Discurso de recepção 1948
Pronunciado ao tomar
possa na Academia Mineira de Letras (AML)
substituindo Carlindo Lelis Cadeira n°12 – Patrono: Alvarenga Peixoto
Senhores Acadêmicos.
Aqui estou para integrar-me na
fortuna do vosso convívio, as mãos vazias de merecimento, mas repleta a alma do
desejo de ser, entre os menores, o mais diligente dos confrades. Venho de uma
geração atormentada pela insânia dos homens do meu século, e trazendo na alma o
ressaibo do sofrimento e o calor da revolta. A guerra de 1914, dividindo os homens
pelo ódio e destruindo as possiblidades sociais dessa geração, plantou lhe no
espírito a esperança de recuperar essas possiblidades pela transformação
radical dos quadros sociais políticos e estéticos que, a nosso ver, eram os
responsáveis pela hecatombe.
O movimento modernista que
sacudiu todas as camadas espirituais do mundo pós-guerra, tem a sua raiz
nessa esperança de recuperação e ajustamento. Por ela, a minha geração se bateu
com bravura e convicção sem limites. O calor da refrega e a certeza da justiça
de uma causa tão bela, justificam nos moços que a lidaram o excesso em
incorreram, excesso que não invalida a grandeza da sua missão e do papel que
desempenhou na história espiritual desta primeira metade do século XX.
Fui um dos mais severos
acusadores no julgamento da geração anterior, porque estava convencido da sua
incapacidade em guardar o patrimônio mental que deveria nos ser transferido,
senão aumentado, pelo menos intacto na grandeza que o século XIX lhe fundira.
Daí o meu desdém — o desdém da inexperiência e da revolta contra a vossa Casa,
cujo espírito, fundido pelo humanitarismo do grande século anterior,
representava aos meus olhos inexpertos um estado de coisas que era urgente
modificar.
Os anos, a experiência dos homens
e das coisas que é o primeiro generoso dos cabelos brancos, mostraram-me afinal
que fui excessivo e leviano. As causas são mais complexas, são mais profundas,
são mais rebeldes à terapêutica social do que supunham a ignorância e o ódio da
minha geração.
* * * *
• _DETALHES DA TAREFA_: Reproduza sem qualquer alteração o trecho do discurso de posse na Academia Mineira de Letras que vai de "Os anos, a experiência" até "minha geração.".

• _DADOS ARMAZENADOS_:
* * * *
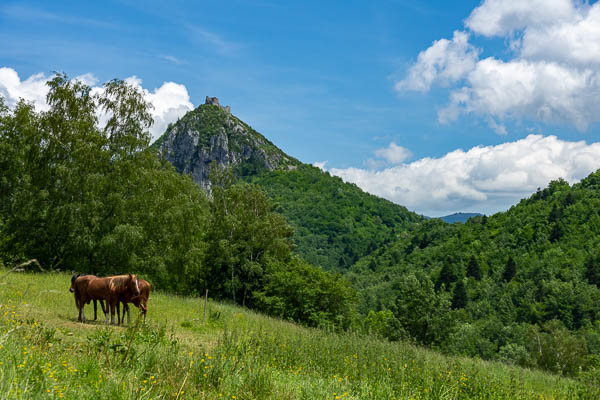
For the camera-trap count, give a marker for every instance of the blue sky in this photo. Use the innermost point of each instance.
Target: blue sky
(412, 100)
* * * *
• _TAREFA CONCLUÍDA_:
Os anos, a experiência dos homens
e das coisas que é o primeiro generoso dos cabelos brancos, mostraram-me afinal
que fui excessivo e leviano. As causas são mais complexas, são mais profundas,
são mais rebeldes à terapêutica social do que supunham a ignorância e o ódio da
minha geração.